Work instructions:
Say how many of the lines below hold "blue", writing the number and nothing more.

Task data:
===============

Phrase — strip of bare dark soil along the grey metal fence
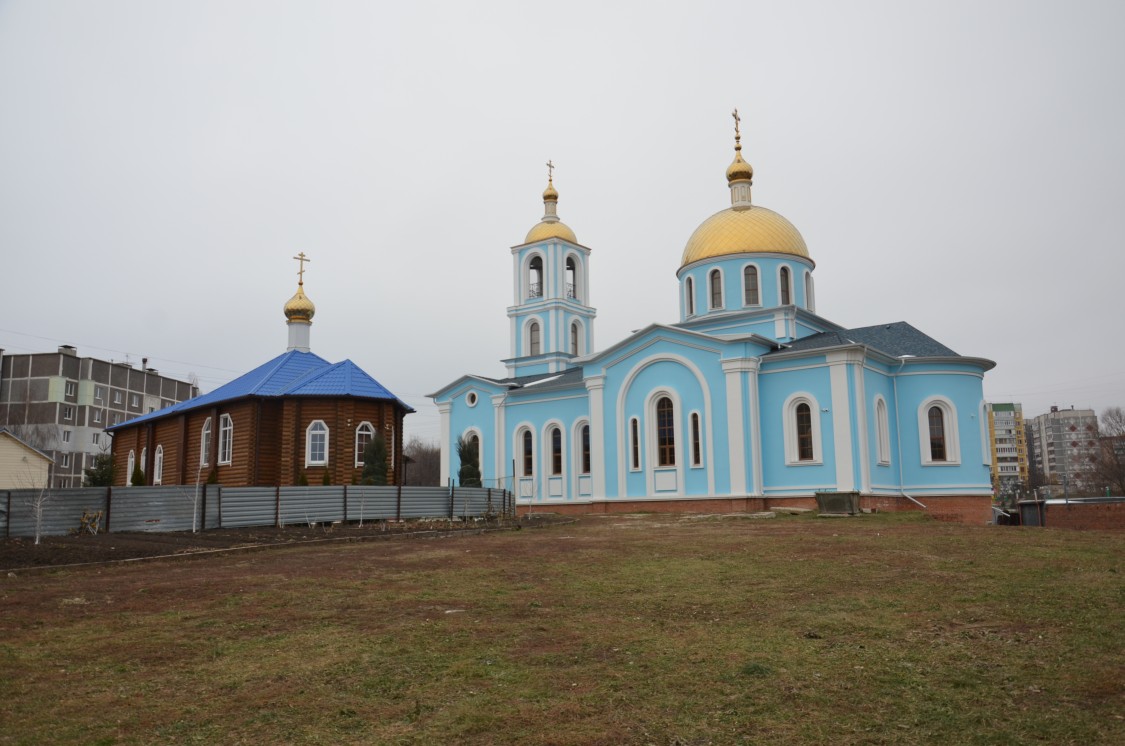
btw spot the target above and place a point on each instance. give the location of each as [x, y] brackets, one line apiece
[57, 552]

===============

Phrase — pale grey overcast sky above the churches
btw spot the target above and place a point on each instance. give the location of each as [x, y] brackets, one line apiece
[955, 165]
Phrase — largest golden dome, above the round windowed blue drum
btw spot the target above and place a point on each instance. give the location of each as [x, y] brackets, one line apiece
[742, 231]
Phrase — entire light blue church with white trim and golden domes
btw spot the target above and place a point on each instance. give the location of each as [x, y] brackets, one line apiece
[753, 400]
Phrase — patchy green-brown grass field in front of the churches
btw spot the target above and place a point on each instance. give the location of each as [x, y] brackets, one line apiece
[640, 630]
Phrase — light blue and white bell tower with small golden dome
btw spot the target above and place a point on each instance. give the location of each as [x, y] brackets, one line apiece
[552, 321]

===============

Output for this task:
3